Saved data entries
━━━━━━━━━━
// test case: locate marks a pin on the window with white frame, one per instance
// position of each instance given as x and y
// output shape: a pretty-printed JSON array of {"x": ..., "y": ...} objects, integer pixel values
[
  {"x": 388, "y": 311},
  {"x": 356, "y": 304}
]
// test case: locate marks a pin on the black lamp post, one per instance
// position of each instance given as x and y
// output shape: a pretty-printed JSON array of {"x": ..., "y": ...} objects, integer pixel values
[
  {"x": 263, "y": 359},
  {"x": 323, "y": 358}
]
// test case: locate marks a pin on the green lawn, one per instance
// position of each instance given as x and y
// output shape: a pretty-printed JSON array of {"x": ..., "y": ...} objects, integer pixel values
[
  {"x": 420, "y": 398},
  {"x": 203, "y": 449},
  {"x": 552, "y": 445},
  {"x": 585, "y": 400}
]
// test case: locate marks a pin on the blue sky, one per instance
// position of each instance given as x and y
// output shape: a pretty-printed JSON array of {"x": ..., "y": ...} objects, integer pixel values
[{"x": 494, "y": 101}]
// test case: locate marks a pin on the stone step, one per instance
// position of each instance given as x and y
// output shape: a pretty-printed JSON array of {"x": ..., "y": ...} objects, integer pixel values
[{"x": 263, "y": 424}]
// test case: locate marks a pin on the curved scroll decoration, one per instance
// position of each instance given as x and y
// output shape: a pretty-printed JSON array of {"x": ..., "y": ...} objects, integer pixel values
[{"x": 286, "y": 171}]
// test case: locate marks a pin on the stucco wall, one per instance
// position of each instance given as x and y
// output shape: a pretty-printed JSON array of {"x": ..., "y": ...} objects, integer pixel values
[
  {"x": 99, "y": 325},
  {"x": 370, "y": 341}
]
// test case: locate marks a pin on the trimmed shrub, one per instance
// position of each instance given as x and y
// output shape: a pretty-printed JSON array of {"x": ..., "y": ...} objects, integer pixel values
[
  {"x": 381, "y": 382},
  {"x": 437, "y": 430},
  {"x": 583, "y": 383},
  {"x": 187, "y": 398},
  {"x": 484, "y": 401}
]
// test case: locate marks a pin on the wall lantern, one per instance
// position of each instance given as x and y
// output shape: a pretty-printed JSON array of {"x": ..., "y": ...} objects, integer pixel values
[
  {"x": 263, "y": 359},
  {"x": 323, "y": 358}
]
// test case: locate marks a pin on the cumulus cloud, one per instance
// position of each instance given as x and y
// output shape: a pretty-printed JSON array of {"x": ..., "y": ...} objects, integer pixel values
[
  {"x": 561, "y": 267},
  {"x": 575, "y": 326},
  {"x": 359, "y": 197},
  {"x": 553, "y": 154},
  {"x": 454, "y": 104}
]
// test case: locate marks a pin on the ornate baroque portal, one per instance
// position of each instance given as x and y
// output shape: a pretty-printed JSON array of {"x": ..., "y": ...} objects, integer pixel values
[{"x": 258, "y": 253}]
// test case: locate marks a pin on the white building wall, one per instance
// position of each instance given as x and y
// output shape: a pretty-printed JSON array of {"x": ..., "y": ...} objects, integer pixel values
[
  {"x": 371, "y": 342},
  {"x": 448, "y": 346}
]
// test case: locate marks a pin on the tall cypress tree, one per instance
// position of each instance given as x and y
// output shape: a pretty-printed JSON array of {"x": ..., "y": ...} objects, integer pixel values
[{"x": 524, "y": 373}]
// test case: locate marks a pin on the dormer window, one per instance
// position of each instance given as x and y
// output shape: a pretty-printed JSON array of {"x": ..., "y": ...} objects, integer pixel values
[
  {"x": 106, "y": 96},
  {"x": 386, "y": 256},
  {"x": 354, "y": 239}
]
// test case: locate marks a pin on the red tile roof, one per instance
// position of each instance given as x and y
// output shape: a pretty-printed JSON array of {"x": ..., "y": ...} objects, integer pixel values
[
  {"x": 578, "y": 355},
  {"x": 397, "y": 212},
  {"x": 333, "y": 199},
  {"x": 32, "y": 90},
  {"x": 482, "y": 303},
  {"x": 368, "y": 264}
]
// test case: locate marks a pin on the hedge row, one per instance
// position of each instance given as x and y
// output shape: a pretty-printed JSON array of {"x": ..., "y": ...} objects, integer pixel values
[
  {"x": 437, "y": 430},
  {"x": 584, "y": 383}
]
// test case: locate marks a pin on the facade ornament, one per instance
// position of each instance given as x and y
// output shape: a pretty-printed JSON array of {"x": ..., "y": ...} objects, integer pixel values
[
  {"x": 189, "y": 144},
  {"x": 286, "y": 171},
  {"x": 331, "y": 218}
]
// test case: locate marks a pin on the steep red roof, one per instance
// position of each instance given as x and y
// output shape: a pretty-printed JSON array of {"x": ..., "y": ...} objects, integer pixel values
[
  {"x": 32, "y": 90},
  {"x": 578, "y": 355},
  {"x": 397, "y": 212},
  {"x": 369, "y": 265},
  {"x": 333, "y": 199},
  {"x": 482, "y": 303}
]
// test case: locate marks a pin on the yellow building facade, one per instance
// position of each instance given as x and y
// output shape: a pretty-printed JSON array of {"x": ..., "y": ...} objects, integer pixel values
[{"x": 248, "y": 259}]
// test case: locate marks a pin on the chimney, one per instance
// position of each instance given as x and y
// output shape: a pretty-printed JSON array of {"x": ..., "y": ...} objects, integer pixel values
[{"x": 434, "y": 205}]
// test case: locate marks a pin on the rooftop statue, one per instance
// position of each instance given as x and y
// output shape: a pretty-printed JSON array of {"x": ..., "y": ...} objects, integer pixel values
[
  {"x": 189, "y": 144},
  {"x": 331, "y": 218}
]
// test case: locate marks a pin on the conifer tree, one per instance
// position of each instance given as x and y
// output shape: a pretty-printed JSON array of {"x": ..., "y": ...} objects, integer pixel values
━━━━━━━━━━
▶ **Problem requirements**
Rewrite every line of the items, from the line containing "tile roof, one per instance" through the end of the items, and offset each x and y coordinate in the answers by +141.

▶ **Result of the exercise**
// test case: locate marks a pin on the red tile roof, one per instance
// position of each instance given as x and y
// output shape: a pretty-printed JSON array of {"x": ..., "y": ...} objects, integer pixel values
[
  {"x": 719, "y": 496},
  {"x": 538, "y": 353},
  {"x": 474, "y": 340},
  {"x": 173, "y": 231},
  {"x": 623, "y": 444},
  {"x": 509, "y": 405}
]
// test case: locate marks a pin on the hedge row, one per instance
// position of each instance given as x and y
// output shape: a pretty-printed JSON array of {"x": ..., "y": ...} objects, integer pixel values
[
  {"x": 578, "y": 571},
  {"x": 725, "y": 524}
]
// test case: locate marks a pin on the facade ornament, one per instance
// position of each instance given as x and y
// output shape: a pretty-printed JSON array of {"x": ..., "y": ...} objects, integer pixel values
[
  {"x": 330, "y": 285},
  {"x": 427, "y": 312},
  {"x": 472, "y": 359}
]
// test case: locate marks a pin on the steep red roof, one per instance
// position of each instance given as x and y
// output shape: a pretty-printed JSON array of {"x": ..., "y": ...} objects, integer pixel values
[
  {"x": 173, "y": 231},
  {"x": 719, "y": 496},
  {"x": 538, "y": 353},
  {"x": 510, "y": 406},
  {"x": 474, "y": 340},
  {"x": 623, "y": 444}
]
// test case: locate marks a pin on the yellow building facade, one per instance
// position of each instance given as x and y
// output shape: a pretty-printed JSON array of {"x": ..., "y": ...} objects, integer pixel values
[{"x": 389, "y": 400}]
// test case: locate marks a pin on the chimney, one per instance
// position of each instance given as x and y
// output shape: a pretty-printed JSON array of {"x": ..., "y": ...} objects, integer pixel values
[{"x": 575, "y": 346}]
// test case: locate marks a pin on the rooftop statue, one per instance
// position of each instance given as x and y
// output shape: a pretty-printed JSON array of {"x": ..., "y": ...} objects, integer pixel values
[
  {"x": 330, "y": 285},
  {"x": 472, "y": 359}
]
// test case: locate marks a pin on the conifer tree, one per instance
// position of each instance given as x and y
// output shape: a pretty-printed JSON array of {"x": ..., "y": ...} objects, integer pixel values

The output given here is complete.